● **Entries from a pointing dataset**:
■ ■ ■ ■
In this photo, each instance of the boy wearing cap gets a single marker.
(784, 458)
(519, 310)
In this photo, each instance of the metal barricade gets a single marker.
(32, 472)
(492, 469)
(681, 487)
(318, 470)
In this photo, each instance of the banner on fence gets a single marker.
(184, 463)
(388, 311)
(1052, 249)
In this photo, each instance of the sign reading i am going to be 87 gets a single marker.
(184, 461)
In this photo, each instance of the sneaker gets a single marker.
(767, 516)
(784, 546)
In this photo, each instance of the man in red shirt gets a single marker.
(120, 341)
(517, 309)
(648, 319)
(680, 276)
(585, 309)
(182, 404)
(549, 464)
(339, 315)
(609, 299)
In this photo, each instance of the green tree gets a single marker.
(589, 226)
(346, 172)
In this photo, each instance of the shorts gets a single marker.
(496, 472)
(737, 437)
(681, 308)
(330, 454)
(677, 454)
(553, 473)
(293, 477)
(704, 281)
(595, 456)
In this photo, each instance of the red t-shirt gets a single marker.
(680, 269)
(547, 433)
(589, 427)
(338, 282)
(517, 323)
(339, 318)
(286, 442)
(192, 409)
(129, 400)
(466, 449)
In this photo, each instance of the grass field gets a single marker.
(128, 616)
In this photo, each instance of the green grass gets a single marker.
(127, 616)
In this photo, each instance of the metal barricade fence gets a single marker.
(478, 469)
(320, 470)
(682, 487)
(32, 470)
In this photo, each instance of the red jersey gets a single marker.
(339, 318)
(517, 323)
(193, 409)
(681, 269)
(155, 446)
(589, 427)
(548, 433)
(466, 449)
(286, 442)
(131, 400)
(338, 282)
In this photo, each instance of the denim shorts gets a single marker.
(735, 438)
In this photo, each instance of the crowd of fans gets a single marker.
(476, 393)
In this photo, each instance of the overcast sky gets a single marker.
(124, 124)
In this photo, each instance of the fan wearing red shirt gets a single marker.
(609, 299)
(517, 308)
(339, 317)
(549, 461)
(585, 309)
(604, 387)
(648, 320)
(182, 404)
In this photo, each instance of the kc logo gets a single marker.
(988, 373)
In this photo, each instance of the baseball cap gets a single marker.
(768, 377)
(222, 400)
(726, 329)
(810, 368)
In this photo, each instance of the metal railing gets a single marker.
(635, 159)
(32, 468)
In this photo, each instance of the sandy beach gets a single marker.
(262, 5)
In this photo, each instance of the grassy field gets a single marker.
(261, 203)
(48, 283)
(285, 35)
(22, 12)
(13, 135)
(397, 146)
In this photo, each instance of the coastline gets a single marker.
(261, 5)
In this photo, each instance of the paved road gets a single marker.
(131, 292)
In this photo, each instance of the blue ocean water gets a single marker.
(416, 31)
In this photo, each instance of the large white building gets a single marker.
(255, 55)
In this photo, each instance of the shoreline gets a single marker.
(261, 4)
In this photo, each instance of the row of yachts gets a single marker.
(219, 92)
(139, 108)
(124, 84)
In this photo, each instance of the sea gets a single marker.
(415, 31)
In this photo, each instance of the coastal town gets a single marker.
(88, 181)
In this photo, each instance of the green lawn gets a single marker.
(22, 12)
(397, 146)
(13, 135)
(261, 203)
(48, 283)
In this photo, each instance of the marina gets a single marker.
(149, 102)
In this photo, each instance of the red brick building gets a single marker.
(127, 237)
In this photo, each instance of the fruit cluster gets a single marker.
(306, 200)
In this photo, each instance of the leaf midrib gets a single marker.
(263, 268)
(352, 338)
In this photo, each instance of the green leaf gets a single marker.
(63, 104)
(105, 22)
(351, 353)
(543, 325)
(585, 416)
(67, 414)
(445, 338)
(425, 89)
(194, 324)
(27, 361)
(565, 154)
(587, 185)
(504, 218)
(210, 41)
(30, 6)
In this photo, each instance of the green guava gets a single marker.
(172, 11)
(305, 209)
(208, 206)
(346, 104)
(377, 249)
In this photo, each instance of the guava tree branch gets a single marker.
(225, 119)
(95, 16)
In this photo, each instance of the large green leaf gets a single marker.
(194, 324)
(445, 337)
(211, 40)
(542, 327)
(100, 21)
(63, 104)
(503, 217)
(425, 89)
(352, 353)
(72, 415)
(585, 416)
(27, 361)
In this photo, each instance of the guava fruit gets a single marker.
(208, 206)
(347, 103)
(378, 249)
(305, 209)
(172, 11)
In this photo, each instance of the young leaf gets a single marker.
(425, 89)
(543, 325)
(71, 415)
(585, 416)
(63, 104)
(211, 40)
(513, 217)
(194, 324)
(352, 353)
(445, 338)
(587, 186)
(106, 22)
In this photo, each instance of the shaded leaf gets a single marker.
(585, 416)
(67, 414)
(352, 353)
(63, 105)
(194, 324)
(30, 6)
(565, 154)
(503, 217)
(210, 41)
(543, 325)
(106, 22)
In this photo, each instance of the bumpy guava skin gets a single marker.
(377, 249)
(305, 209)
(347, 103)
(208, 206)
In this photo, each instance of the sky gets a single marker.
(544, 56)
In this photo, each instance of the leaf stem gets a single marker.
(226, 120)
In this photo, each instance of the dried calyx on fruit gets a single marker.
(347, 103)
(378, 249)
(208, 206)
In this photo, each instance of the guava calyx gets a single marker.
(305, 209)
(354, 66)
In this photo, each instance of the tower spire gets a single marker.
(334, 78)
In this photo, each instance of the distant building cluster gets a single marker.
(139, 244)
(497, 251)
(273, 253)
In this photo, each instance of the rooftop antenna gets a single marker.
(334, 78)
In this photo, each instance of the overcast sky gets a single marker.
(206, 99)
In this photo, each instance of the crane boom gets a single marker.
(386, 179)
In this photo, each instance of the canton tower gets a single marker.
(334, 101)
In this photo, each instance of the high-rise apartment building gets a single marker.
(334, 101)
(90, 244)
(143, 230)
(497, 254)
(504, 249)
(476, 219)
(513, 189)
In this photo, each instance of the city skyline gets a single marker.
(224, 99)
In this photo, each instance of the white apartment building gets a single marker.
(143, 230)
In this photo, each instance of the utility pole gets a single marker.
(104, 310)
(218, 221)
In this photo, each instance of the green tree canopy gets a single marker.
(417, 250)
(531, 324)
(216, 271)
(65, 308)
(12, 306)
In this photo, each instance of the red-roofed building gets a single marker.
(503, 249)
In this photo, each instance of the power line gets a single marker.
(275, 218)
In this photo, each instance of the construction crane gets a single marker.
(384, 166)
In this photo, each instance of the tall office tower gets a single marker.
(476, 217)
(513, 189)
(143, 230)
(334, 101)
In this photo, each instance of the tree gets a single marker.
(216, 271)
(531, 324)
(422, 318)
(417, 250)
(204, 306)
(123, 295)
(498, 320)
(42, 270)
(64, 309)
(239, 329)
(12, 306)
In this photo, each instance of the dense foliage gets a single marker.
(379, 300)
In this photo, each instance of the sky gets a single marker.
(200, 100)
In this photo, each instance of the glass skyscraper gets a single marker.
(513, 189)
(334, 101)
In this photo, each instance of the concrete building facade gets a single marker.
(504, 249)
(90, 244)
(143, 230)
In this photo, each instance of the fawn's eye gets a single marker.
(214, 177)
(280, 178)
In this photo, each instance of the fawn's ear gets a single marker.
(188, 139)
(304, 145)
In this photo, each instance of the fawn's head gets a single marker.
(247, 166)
■ ■ ■ ■
Put every line of the entries above into a JSON list of strings, one string per line, skipping any blank lines.

[
  "In this photo, each instance of the boy wearing cap gets a single marker.",
  "(784, 458)",
  "(519, 310)",
  "In this photo, each instance of the metal barricade gets a single marker.",
  "(32, 472)",
  "(492, 469)",
  "(681, 487)",
  "(318, 470)",
  "In this photo, each instance of the banner on fence gets a single marker.",
  "(184, 463)",
  "(388, 311)",
  "(1052, 249)",
  "In this photo, each instance of the sign reading i am going to be 87 gets a single marker.",
  "(184, 461)",
  "In this photo, each instance of the sneaker gets a single marker.",
  "(767, 516)",
  "(784, 546)",
  "In this photo, each instance of the man in red shirt gets a single marker.",
  "(120, 341)",
  "(517, 309)",
  "(648, 319)",
  "(680, 276)",
  "(585, 309)",
  "(182, 404)",
  "(549, 464)",
  "(339, 315)",
  "(609, 299)",
  "In this photo, each instance of the green tree gets a single marker.",
  "(589, 226)",
  "(346, 172)",
  "In this photo, each instance of the shorts gets a single marker.",
  "(496, 472)",
  "(737, 437)",
  "(681, 308)",
  "(330, 454)",
  "(677, 454)",
  "(553, 473)",
  "(293, 477)",
  "(704, 281)",
  "(595, 456)",
  "In this photo, each instance of the red t-shirt gets a single marker.",
  "(680, 269)",
  "(547, 433)",
  "(589, 427)",
  "(338, 282)",
  "(517, 323)",
  "(339, 318)",
  "(286, 442)",
  "(192, 409)",
  "(129, 400)",
  "(466, 449)",
  "In this photo, each instance of the grass field gets a single marker.",
  "(128, 616)",
  "In this photo, each instance of the green grass gets a single marker.",
  "(127, 616)",
  "In this photo, each instance of the metal barricade fence gets a single marker.",
  "(478, 469)",
  "(320, 470)",
  "(682, 487)",
  "(32, 470)",
  "In this photo, each instance of the red jersey gets a single marker.",
  "(339, 318)",
  "(517, 323)",
  "(193, 409)",
  "(681, 269)",
  "(155, 446)",
  "(589, 427)",
  "(548, 433)",
  "(466, 449)",
  "(286, 442)",
  "(131, 400)",
  "(338, 282)",
  "In this photo, each instance of the denim shorts gets a single marker.",
  "(735, 438)",
  "In this photo, each instance of the crowd of fans gets a single marker.",
  "(476, 393)",
  "In this photo, each instance of the overcast sky gets a single marker.",
  "(124, 124)",
  "In this photo, each instance of the fan wearing red shirt gets a single marker.",
  "(609, 299)",
  "(517, 308)",
  "(339, 317)",
  "(549, 461)",
  "(585, 309)",
  "(604, 387)",
  "(648, 320)",
  "(182, 404)",
  "In this photo, each instance of the kc logo gets a single marker.",
  "(988, 373)",
  "In this photo, each instance of the baseball cap gets a single marker.",
  "(768, 377)",
  "(222, 400)",
  "(726, 329)",
  "(810, 368)",
  "In this photo, each instance of the metal railing gets a single marker.",
  "(635, 159)",
  "(32, 468)",
  "In this photo, each instance of the sandy beach gets a single marker.",
  "(262, 5)",
  "In this photo, each instance of the grassy field gets a single marker.",
  "(261, 203)",
  "(48, 283)",
  "(285, 35)",
  "(22, 12)",
  "(13, 135)",
  "(397, 146)",
  "In this photo, each instance of the coastline gets a single marker.",
  "(261, 5)",
  "In this photo, each instance of the paved road gets a single marker.",
  "(131, 292)",
  "In this photo, each instance of the blue ocean water gets a single marker.",
  "(416, 31)",
  "In this photo, each instance of the large white building gets a single marker.",
  "(255, 55)",
  "In this photo, each instance of the shoreline gets a single marker.",
  "(261, 4)",
  "In this photo, each instance of the row of yachts gets a single marker.",
  "(219, 92)",
  "(139, 108)",
  "(124, 84)",
  "In this photo, each instance of the sea gets a single marker.",
  "(415, 31)",
  "In this photo, each instance of the coastal town gets a single marker.",
  "(88, 181)",
  "In this photo, each instance of the green lawn gets a single marker.",
  "(22, 12)",
  "(397, 146)",
  "(13, 135)",
  "(261, 203)",
  "(48, 283)",
  "In this photo, each instance of the marina gets a single marker.",
  "(149, 102)",
  "In this photo, each instance of the red brick building gets a single marker.",
  "(127, 237)",
  "In this photo, each instance of the fruit cluster gets a single marker.",
  "(306, 200)",
  "In this photo, each instance of the leaf midrib gets a single marker.",
  "(263, 268)",
  "(352, 338)",
  "In this photo, each instance of the green leaf gets a single marker.",
  "(63, 104)",
  "(105, 22)",
  "(351, 353)",
  "(543, 325)",
  "(585, 416)",
  "(67, 414)",
  "(445, 338)",
  "(425, 89)",
  "(194, 324)",
  "(27, 361)",
  "(565, 154)",
  "(587, 185)",
  "(504, 218)",
  "(210, 41)",
  "(30, 6)",
  "In this photo, each instance of the green guava gets a single marker.",
  "(172, 11)",
  "(305, 209)",
  "(208, 206)",
  "(346, 104)",
  "(377, 249)",
  "In this photo, each instance of the guava tree branch gets a single marker.",
  "(225, 119)",
  "(95, 16)",
  "In this photo, each instance of the large green leaf gets a single marker.",
  "(194, 324)",
  "(445, 337)",
  "(211, 40)",
  "(542, 327)",
  "(100, 21)",
  "(63, 104)",
  "(503, 217)",
  "(425, 89)",
  "(352, 353)",
  "(72, 415)",
  "(585, 416)",
  "(27, 361)",
  "In this photo, each instance of the guava fruit gets a single marker.",
  "(208, 206)",
  "(347, 103)",
  "(378, 249)",
  "(305, 209)",
  "(172, 11)",
  "In this photo, each instance of the young leaf gets a single marker.",
  "(425, 89)",
  "(543, 325)",
  "(71, 415)",
  "(585, 416)",
  "(63, 104)",
  "(211, 40)",
  "(513, 217)",
  "(194, 324)",
  "(352, 353)",
  "(445, 338)",
  "(587, 186)",
  "(106, 22)",
  "In this photo, each instance of the shaded leaf gets a single marker.",
  "(585, 416)",
  "(67, 414)",
  "(352, 353)",
  "(63, 105)",
  "(194, 324)",
  "(30, 6)",
  "(565, 154)",
  "(503, 217)",
  "(210, 41)",
  "(543, 325)",
  "(106, 22)",
  "In this photo, each instance of the bumpy guava skin gets a single marker.",
  "(377, 249)",
  "(305, 209)",
  "(347, 103)",
  "(208, 206)",
  "In this photo, each instance of the sky gets a single marker.",
  "(544, 56)",
  "In this photo, each instance of the leaf stem gets a single marker.",
  "(226, 120)",
  "In this photo, each instance of the dried calyx on fruit gets a single marker.",
  "(347, 103)",
  "(378, 249)",
  "(208, 206)",
  "In this photo, each instance of the guava calyx gets a single marker.",
  "(305, 209)",
  "(354, 66)",
  "In this photo, each instance of the tower spire gets a single marker.",
  "(334, 78)",
  "In this photo, each instance of the distant building cluster gets a single marker.",
  "(139, 244)",
  "(497, 251)",
  "(273, 253)",
  "In this photo, each instance of the rooftop antenna gets a single marker.",
  "(334, 78)",
  "In this photo, each instance of the overcast sky gets a single marker.",
  "(206, 99)",
  "In this photo, each instance of the crane boom gets a single marker.",
  "(386, 179)",
  "In this photo, each instance of the canton tower gets a single marker.",
  "(334, 101)",
  "In this photo, each instance of the high-rise apartment building gets a single marker.",
  "(334, 101)",
  "(90, 244)",
  "(143, 230)",
  "(497, 254)",
  "(504, 249)",
  "(476, 219)",
  "(513, 189)",
  "In this photo, each instance of the city skyline gets a single marker.",
  "(224, 99)",
  "In this photo, each instance of the white apartment building gets a single marker.",
  "(143, 230)",
  "In this photo, each instance of the utility pole gets a single marker.",
  "(104, 310)",
  "(218, 221)",
  "In this photo, each instance of the green tree canopy gets a single marker.",
  "(417, 250)",
  "(531, 324)",
  "(216, 271)",
  "(65, 308)",
  "(12, 306)",
  "In this photo, each instance of the red-roofed building gets a single marker.",
  "(503, 249)",
  "In this photo, each instance of the power line gets a single marker.",
  "(275, 218)",
  "In this photo, each instance of the construction crane gets a single marker.",
  "(384, 166)",
  "In this photo, each instance of the tall office tower gets a single marker.",
  "(476, 217)",
  "(513, 189)",
  "(143, 230)",
  "(334, 101)",
  "In this photo, each instance of the tree gets a single marker.",
  "(216, 271)",
  "(531, 324)",
  "(422, 318)",
  "(417, 250)",
  "(204, 306)",
  "(123, 295)",
  "(498, 320)",
  "(42, 270)",
  "(64, 309)",
  "(239, 329)",
  "(12, 306)",
  "In this photo, each instance of the dense foliage gets a single marker.",
  "(379, 300)",
  "In this photo, each instance of the sky gets a single marker.",
  "(200, 100)",
  "In this photo, each instance of the glass skyscraper gets a single marker.",
  "(513, 189)",
  "(334, 101)",
  "In this photo, each instance of the concrete building facade gets a single marker.",
  "(504, 249)",
  "(90, 244)",
  "(143, 230)",
  "In this photo, each instance of the fawn's eye gets a single marker.",
  "(214, 177)",
  "(280, 178)",
  "In this photo, each instance of the fawn's ear gets a single marker.",
  "(188, 139)",
  "(304, 145)",
  "In this photo, each instance of the fawn's head gets a single marker.",
  "(247, 166)"
]